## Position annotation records
__________________________________________________

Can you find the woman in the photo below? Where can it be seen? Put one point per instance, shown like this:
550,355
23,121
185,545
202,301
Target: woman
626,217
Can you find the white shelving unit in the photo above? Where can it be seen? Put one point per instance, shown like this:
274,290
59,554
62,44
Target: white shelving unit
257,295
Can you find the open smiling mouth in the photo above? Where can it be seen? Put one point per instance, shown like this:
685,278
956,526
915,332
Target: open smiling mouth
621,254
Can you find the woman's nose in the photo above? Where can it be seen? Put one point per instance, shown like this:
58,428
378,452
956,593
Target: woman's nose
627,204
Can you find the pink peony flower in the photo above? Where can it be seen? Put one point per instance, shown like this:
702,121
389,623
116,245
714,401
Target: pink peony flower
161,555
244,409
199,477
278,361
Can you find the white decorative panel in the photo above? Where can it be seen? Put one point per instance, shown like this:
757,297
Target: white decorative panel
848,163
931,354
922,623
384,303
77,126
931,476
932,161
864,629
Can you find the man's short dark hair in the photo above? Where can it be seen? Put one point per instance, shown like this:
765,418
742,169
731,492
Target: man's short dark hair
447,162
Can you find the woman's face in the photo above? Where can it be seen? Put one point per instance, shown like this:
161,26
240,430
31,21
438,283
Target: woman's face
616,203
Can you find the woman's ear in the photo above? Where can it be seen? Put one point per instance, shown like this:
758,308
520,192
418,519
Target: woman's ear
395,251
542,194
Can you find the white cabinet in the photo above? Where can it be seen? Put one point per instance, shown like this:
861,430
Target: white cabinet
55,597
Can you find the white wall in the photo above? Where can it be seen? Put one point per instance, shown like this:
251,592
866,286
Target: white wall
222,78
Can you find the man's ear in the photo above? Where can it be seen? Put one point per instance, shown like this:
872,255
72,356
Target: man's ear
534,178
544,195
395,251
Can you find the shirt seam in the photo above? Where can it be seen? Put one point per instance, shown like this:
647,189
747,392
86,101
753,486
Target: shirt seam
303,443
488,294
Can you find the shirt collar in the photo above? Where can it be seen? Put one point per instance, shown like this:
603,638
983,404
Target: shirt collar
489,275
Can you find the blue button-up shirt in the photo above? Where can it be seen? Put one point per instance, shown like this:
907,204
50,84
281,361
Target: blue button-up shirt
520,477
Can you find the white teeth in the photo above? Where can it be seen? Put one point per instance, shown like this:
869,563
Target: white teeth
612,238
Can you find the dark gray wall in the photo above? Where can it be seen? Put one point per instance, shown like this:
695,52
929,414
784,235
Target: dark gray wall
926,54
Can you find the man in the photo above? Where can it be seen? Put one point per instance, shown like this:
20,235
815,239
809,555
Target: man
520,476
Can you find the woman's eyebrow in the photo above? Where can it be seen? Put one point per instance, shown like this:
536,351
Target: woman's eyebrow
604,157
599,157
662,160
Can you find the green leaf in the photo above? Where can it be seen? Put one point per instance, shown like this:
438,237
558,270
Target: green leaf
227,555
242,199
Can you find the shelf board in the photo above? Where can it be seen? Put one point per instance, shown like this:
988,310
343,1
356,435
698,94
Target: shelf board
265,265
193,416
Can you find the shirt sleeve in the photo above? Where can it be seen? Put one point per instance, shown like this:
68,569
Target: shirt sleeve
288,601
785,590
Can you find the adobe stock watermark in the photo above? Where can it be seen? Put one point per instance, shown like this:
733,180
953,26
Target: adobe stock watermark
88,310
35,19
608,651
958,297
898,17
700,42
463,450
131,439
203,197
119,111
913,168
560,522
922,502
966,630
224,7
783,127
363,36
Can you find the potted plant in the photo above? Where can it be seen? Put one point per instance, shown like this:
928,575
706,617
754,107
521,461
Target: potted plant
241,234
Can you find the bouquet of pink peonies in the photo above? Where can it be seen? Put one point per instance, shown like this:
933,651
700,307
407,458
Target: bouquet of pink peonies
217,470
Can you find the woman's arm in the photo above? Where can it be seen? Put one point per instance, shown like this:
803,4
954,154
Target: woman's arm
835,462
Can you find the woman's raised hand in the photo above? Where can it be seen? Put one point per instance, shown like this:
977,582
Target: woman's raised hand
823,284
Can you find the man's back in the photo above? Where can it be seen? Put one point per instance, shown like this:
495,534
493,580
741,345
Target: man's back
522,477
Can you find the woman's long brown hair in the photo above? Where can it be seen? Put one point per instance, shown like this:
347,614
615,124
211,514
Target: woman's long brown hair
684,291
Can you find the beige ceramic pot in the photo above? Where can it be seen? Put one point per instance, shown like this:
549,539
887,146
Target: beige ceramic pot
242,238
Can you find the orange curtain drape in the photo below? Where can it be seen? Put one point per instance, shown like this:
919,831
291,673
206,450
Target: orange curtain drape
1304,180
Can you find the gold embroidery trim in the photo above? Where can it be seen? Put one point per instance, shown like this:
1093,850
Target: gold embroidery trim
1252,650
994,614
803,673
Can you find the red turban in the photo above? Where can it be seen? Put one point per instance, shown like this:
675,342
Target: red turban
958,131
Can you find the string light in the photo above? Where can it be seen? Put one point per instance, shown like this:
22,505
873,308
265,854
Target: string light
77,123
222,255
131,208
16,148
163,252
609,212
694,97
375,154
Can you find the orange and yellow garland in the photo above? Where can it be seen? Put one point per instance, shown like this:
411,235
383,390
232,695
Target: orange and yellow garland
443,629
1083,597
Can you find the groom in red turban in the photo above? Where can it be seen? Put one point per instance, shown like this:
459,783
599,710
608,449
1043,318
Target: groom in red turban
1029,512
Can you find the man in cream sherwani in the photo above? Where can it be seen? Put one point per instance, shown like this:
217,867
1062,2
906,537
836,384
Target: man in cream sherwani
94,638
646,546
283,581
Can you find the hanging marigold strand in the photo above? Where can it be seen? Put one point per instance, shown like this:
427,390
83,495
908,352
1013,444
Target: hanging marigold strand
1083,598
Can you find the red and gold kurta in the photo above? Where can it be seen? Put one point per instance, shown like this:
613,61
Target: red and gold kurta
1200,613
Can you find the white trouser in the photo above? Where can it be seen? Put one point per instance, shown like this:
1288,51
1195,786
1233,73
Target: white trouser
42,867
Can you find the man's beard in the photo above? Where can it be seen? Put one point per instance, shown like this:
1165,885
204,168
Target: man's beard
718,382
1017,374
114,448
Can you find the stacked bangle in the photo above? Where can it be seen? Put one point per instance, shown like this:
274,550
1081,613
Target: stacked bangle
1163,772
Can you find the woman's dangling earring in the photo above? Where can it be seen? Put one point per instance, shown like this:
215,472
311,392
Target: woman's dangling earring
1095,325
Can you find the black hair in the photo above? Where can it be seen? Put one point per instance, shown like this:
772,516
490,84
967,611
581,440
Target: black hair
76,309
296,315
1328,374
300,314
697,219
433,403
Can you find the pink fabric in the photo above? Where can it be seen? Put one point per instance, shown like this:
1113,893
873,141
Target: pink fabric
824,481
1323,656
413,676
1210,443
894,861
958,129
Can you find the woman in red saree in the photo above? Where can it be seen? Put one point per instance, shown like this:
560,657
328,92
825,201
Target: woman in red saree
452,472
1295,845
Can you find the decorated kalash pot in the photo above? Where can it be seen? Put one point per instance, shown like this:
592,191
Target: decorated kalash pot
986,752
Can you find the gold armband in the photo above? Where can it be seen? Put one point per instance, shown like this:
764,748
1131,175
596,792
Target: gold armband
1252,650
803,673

__________________________________________________

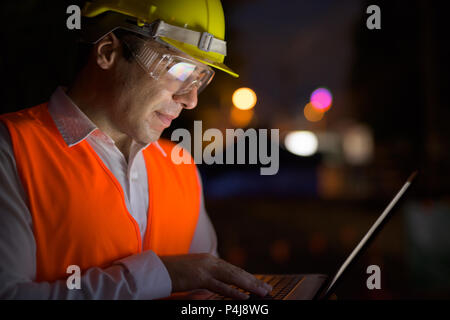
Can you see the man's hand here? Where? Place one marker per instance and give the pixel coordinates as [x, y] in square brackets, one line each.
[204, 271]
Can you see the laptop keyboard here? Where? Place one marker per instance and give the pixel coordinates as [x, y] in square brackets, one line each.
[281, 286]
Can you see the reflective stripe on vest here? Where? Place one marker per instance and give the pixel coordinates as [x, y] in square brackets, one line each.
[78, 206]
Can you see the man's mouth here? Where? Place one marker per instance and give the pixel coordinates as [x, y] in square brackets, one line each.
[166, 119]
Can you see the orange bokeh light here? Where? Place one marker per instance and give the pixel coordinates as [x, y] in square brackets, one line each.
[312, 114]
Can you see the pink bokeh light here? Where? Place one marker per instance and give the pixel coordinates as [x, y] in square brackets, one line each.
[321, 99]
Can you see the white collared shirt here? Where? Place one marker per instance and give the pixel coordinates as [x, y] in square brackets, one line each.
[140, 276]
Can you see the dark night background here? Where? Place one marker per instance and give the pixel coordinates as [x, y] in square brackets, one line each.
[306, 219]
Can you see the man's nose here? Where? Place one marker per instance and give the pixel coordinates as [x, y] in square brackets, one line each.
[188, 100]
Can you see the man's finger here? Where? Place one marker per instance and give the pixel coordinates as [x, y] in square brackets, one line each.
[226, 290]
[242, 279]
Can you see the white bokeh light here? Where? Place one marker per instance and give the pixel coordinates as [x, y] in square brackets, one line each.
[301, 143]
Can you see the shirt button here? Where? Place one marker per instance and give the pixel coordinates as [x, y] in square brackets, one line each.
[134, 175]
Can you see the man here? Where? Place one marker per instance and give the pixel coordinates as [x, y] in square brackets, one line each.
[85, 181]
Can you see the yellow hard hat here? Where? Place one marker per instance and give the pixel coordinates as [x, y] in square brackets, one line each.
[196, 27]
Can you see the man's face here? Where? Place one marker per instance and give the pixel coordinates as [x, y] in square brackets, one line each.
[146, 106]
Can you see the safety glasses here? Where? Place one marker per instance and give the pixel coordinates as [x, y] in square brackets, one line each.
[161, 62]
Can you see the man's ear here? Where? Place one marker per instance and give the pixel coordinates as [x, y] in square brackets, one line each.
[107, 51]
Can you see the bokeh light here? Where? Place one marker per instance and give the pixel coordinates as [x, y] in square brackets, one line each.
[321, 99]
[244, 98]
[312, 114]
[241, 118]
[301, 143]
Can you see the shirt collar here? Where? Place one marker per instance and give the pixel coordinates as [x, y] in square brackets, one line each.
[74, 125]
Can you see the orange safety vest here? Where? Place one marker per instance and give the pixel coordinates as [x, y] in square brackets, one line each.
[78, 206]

__________________________________________________

## INSTRUCTIONS TO FOLLOW
Identify every line in the records that contains the word "peony", and copy each of those lines in full. Case counts.

## ANSWER FOR THIS EXERCISE
Can you find the pink peony flower in the photo above? Where can it be seen? Put one point per instance, shown like this:
Target: pink peony flower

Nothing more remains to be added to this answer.